TASK OBJECTIVE:
Your job is to return every line of the listing holding the string "second".

PROVIDED INFORMATION:
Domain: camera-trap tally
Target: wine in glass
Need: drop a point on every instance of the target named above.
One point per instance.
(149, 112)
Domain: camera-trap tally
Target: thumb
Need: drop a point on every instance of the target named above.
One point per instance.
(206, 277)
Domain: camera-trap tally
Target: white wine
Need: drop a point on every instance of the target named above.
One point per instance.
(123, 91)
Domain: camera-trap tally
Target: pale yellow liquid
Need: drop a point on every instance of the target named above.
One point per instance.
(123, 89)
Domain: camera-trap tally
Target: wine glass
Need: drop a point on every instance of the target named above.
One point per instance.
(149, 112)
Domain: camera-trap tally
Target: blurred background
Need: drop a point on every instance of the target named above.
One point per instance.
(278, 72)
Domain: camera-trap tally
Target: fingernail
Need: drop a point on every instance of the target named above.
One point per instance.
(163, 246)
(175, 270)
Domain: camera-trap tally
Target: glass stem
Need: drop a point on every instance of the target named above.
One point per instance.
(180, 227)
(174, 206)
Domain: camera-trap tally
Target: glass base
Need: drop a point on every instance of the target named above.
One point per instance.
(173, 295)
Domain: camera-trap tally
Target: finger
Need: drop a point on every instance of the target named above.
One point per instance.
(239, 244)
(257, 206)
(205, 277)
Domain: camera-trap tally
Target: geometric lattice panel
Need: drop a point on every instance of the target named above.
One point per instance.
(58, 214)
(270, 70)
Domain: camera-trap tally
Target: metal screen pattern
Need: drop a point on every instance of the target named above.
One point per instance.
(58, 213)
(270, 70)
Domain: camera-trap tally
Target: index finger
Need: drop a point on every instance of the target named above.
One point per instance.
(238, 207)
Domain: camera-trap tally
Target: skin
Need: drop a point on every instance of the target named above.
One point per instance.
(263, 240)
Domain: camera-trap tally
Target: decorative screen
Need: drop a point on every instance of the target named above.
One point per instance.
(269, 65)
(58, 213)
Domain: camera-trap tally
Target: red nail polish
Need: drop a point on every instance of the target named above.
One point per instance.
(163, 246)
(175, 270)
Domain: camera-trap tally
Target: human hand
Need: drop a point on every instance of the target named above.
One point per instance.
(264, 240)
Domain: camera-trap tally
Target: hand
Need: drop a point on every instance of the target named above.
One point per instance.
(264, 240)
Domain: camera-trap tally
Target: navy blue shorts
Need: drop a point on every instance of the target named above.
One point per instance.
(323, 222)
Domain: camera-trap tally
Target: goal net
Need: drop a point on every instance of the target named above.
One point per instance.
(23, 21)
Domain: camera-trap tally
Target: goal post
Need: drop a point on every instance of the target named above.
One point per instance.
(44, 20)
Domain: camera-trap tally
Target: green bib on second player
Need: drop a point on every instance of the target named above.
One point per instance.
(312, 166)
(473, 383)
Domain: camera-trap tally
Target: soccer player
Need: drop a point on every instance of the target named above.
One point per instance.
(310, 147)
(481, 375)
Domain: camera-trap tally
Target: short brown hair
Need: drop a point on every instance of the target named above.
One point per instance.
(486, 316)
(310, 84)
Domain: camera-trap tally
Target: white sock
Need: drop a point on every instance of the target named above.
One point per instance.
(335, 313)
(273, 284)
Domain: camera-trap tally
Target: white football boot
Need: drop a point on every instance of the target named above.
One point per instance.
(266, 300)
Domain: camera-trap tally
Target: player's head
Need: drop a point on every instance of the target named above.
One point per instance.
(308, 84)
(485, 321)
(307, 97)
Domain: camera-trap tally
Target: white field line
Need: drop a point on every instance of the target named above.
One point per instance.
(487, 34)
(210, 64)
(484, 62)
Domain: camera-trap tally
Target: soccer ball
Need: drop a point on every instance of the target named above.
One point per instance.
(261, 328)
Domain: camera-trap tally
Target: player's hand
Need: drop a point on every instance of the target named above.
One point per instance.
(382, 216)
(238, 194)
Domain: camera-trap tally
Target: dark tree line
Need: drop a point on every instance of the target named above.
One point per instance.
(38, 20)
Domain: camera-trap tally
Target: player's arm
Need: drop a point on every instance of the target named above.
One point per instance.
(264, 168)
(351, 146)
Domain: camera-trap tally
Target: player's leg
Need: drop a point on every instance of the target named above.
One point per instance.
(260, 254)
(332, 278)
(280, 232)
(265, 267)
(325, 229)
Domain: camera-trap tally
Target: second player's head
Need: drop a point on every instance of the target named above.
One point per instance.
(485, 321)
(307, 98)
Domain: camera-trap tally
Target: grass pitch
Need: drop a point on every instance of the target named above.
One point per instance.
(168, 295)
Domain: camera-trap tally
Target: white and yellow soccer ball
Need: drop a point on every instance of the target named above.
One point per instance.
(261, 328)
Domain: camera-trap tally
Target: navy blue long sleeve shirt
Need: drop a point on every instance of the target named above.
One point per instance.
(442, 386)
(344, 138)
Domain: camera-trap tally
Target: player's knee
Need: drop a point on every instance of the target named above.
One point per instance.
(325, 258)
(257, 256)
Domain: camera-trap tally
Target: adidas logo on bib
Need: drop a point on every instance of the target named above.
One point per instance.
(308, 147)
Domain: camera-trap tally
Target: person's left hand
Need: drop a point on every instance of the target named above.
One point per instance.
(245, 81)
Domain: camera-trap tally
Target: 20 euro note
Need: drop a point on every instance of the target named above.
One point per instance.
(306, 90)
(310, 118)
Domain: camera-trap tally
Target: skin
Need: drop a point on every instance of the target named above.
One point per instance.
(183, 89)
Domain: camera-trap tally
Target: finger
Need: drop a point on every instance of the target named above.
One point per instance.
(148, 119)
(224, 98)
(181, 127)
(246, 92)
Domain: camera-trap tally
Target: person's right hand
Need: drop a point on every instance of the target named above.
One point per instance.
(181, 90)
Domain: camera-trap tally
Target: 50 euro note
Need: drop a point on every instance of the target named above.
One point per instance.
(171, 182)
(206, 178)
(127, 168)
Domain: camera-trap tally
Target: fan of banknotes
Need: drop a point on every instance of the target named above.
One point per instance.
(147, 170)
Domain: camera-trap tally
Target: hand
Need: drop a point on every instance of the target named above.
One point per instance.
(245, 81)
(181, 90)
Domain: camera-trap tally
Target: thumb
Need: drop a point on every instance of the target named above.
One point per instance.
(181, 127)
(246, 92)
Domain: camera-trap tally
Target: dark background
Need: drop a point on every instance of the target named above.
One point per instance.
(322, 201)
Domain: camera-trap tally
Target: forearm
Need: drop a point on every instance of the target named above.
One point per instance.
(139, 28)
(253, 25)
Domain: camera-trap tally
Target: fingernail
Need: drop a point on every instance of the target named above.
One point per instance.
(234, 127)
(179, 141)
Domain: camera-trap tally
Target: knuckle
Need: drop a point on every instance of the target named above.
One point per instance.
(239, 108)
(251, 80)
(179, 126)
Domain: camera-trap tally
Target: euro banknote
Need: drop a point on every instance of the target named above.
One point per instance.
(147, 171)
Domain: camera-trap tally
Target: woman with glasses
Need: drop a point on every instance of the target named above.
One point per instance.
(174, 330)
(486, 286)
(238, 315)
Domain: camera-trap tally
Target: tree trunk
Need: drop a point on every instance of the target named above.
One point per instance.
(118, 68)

OUTPUT OF THE TASK:
Target: green bib on second player
Target: second player's head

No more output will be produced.